_PROBLEMS AND TASKS_
1: What version date does the X-Author terms of use give?
2: Copy the passage of the X-Author terms of use between "These X-Author Terms" and "BEHALF OF CUSTOMER.", inclusive.

_TEXT SHOWN_
-------

X-Author Terms of Use

Version Date: January 2016

These X-Author Terms of Use (“Terms” or “Agreement”), which may be amended from time to time by posting a revised version to the Apttus website, constitute a legal agreement between you or your employer or other entity on whose behalf you enter into this Agreement (the “Customer”) and Apttus Corporation (“APTTUS”).

YOU MUST READ AND AGREE TO THESE TERMS PRIOR TO DOWNLOADING AND/OR USING THE SERVICE. BY CLICKING ON THE “ACCEPT” BUTTON, SIGNING AN ASSOCIATED ORDER FORM, OR DOWNLOADING, INSTALLING AND/OR USING THE SERVICE, YOU ARE AGREEING TO BE BOUND BY THE TERMS ON BEHALF OF CUSTOMER.

IF YOU ARE ENTERING INTO THIS AGREEMENT ON BEHALF OF YOUR EMPLOYER OR ANOTHER LEGAL ENTITY, THEN YOU REPRESENT AND WARRANT THAT YOU HAVE THE AUTHORITY TO BIND THAT ENTITY AS THE CUSTOMER.

-------

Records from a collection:

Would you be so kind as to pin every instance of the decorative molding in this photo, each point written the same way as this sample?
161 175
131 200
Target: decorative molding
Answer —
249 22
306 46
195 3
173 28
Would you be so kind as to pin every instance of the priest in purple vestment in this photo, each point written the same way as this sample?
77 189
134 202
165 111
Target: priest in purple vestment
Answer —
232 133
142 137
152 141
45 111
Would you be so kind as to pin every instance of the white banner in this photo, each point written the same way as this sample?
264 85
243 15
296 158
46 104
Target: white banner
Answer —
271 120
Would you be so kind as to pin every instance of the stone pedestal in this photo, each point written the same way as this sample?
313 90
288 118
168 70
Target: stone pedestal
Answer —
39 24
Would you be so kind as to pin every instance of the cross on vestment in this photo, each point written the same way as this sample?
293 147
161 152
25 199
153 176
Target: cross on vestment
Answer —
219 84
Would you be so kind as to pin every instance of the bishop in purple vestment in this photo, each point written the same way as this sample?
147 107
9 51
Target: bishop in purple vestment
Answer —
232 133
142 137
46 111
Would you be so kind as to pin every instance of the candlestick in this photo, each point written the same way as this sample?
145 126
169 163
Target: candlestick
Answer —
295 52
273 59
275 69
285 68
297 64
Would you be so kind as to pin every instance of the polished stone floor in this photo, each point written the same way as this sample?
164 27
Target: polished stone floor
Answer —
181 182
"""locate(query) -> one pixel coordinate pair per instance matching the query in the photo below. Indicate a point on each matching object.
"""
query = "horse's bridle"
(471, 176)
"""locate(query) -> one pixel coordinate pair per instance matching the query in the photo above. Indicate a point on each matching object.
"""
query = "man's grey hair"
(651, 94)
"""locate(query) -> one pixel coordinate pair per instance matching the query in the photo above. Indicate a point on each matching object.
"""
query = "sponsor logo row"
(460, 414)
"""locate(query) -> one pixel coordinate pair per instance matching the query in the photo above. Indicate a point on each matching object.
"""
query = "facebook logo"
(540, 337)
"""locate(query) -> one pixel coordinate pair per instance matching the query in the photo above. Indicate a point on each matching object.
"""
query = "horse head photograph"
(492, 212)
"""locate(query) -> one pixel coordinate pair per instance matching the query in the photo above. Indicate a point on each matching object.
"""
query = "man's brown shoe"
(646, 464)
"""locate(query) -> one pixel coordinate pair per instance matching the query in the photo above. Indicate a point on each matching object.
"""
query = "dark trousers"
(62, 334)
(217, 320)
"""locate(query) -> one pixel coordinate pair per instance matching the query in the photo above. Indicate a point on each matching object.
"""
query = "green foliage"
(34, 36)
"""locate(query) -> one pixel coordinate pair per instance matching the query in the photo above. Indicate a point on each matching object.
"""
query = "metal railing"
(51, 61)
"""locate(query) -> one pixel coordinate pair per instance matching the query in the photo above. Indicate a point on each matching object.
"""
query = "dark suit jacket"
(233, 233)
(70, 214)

-------

_TASK-BY-TASK OUTPUTS_
1: January 2016

2:
These X-Author Terms of Use (“Terms” or “Agreement”), which may be amended from time to time by posting a revised version to the Apttus website, constitute a legal agreement between you or your employer or other entity on whose behalf you enter into this Agreement (the “Customer”) and Apttus Corporation (“APTTUS”).

YOU MUST READ AND AGREE TO THESE TERMS PRIOR TO DOWNLOADING AND/OR USING THE SERVICE. BY CLICKING ON THE “ACCEPT” BUTTON, SIGNING AN ASSOCIATED ORDER FORM, OR DOWNLOADING, INSTALLING AND/OR USING THE SERVICE, YOU ARE AGREEING TO BE BOUND BY THE TERMS ON BEHALF OF CUSTOMER.